--- Stored data Enclosed Below ---

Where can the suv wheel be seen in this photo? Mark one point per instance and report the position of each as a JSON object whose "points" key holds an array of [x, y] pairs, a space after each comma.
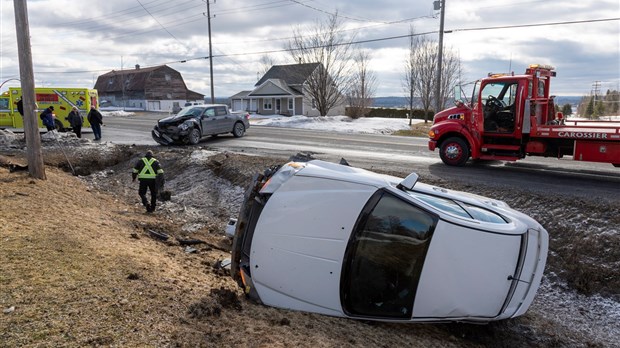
{"points": [[238, 130], [194, 136]]}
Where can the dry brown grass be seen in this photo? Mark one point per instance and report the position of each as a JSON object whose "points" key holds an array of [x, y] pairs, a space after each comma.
{"points": [[75, 275]]}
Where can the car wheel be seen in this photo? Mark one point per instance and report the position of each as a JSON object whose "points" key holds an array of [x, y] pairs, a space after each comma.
{"points": [[58, 126], [454, 152], [194, 136], [238, 130]]}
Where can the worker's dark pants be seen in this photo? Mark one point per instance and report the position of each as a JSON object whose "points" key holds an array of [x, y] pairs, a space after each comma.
{"points": [[96, 130], [151, 184]]}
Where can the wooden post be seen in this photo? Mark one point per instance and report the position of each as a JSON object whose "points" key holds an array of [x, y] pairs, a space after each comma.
{"points": [[36, 167]]}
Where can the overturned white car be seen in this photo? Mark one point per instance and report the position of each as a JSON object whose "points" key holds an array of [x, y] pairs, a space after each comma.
{"points": [[342, 241]]}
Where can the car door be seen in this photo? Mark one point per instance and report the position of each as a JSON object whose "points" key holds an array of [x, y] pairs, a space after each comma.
{"points": [[385, 257], [467, 273]]}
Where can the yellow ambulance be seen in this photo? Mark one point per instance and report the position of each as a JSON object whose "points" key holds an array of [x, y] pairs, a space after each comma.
{"points": [[62, 99]]}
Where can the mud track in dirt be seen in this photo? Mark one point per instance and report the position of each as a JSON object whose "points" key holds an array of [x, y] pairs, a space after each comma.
{"points": [[207, 189]]}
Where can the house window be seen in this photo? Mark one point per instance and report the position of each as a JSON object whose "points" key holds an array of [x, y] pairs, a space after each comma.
{"points": [[267, 104]]}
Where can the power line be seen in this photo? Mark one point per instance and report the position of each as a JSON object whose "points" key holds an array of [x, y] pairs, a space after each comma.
{"points": [[373, 40], [534, 25]]}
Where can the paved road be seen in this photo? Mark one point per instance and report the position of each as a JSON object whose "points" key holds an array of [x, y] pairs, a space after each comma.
{"points": [[393, 153]]}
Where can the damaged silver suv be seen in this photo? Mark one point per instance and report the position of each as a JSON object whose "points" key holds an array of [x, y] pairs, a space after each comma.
{"points": [[346, 242], [194, 122]]}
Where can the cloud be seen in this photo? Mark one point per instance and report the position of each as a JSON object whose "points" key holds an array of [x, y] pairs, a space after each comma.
{"points": [[73, 42]]}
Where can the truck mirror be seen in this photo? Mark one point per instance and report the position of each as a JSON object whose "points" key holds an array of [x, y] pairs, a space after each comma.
{"points": [[458, 96]]}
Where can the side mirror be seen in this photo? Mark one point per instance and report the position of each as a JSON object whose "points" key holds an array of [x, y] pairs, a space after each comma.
{"points": [[409, 182]]}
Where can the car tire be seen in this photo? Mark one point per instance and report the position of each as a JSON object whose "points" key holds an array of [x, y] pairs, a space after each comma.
{"points": [[454, 152], [194, 136], [238, 130], [58, 126]]}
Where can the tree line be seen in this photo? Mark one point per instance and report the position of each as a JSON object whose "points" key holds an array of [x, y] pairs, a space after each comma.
{"points": [[344, 74], [595, 106]]}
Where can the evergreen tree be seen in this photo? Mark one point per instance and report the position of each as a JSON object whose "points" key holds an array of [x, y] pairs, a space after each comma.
{"points": [[612, 100], [590, 108], [599, 109]]}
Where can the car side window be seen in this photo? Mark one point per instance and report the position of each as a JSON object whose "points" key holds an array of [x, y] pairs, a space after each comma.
{"points": [[220, 111], [385, 257]]}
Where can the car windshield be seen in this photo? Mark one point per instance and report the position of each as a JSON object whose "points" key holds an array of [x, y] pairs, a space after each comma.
{"points": [[192, 110]]}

--- End of Enclosed Stored data ---

What is being asked: Would you output all of the entries above exactly, keeping the pictures out?

Exercise output:
Where can the suv wheel be seen in this photo? Mark one point per instance and report the position of each as a JSON object whose "points" key holds an array of [x, y] pairs, a space after each comma.
{"points": [[238, 130], [194, 136]]}
Where can the dry brown grass be seen in this photo? Mark one point per instance and report the position of each as a JSON object whose "points" key holds an array of [x, y] pairs, a space after each comma.
{"points": [[75, 275]]}
Where can the car wheel be seen in this photo? Mark one point per instance and report the position of each as a JSON object whose "points" key holds an array of [x, y] pairs, a space after each comma.
{"points": [[58, 126], [454, 152], [194, 136], [238, 130]]}
Where can the worker's dark pants be seen in this photo? Mark one point per instance and report the position of each as a JSON object whose "points" key holds an array of [x, y] pairs, a space after each comma.
{"points": [[96, 130], [151, 184]]}
Where can the wooden post be seen in this photo? Mark one point per instance and report the position of each as a JSON object whose "points" key holds an array of [x, y] pairs, a space after each comma.
{"points": [[36, 167]]}
Where can the overturned white car be seen in this photo? Mark one point per instance and report the position of each as a JSON object whose "points" key holds an array of [x, y] pairs, a space after each comma.
{"points": [[342, 241]]}
Where can the car door be seen in this photo? Mark one point per instance and report the position of each as a JSON object whose "points" key holds an array of [x, y] pairs, a space after each comma.
{"points": [[385, 257], [467, 273]]}
Where can the yellow ambulance be seen in this photo? Mark one point per instance and report the position of each as a JSON object whose "points" key holds an array of [x, y] pairs, a space after each comma.
{"points": [[62, 99]]}
Where can the mud track in dirt be seen in this photo? Mark one point per instance and report the position of each as a JSON object whose "points" key holds an array of [x, y] pairs, a space after each comma.
{"points": [[207, 189]]}
Where can the house window be seen in this photo? Mark one point per instance and report the position of each as a JSON object whose "points" key holds an array of [x, y] pairs, a space after each comma.
{"points": [[267, 104]]}
Where can the power line be seen in this photo? Mark one point per instance and report the position of each as a JSON object whose "points" key holds an array of [x, y] pairs, a space after each comma.
{"points": [[373, 40], [534, 25]]}
Where can the paved road be seen in this photo? Mark one point per instance and report the position of each as a JSON object whose "points" key holds an array of [x, y] pairs, a space after each comma.
{"points": [[393, 153]]}
Where can the damaged silver suv be seen in this photo? Mark one point per instance and report the position of each as a JSON object whose "points" key holds an array of [x, y] pairs, a space after each comma.
{"points": [[346, 242], [194, 122]]}
Where can the cloud be seen in this photo? Mark one point per instance and report the position of each as a JSON object whose "points" key holds an array of [x, y] pairs, a space after each comma.
{"points": [[73, 42]]}
Where can the truck mirror be seen in this photo? Mark one point per instance and report the position of each as a JSON object whose "points" key holds an array of [x, y] pairs, a space after each comma.
{"points": [[458, 96]]}
Where can the side mirror be seen in this photo? Mark one point per instance and report the position of each as a JSON object whose "points" key holds an array of [x, y] pairs, a space after each comma.
{"points": [[409, 182]]}
Where can the car tire be seen in this photo? Mark one point per instance and report the position of each as a JSON object whose "points" key holds an array of [x, y] pairs, a space after each comma.
{"points": [[454, 152], [194, 136], [238, 130], [58, 126]]}
Where can the tree line be seen in this photo? Mark one point per instance and report the position of each as a JSON object whose "points" key holds an array of [x, y] pairs, a space after each comma.
{"points": [[344, 74], [595, 106]]}
Where can the evergreen tree be seen in this photo? Mark one point per instance and report the position of each as a JSON object whose "points" key holds an array of [x, y] pairs, a space after each comma.
{"points": [[612, 100], [590, 108], [599, 109]]}
Where can the car side window be seen in this photo? Mark one point per instance and report the position of each as a JSON object whose "points" key holds an array of [x, y] pairs, a space after each comma.
{"points": [[220, 111], [385, 257]]}
Where can the car windshield be seen in this photo? Mark one point per instance and report the position of each as a JSON object whose "points" key holds an array of [x, y] pairs, a space after each comma.
{"points": [[192, 110]]}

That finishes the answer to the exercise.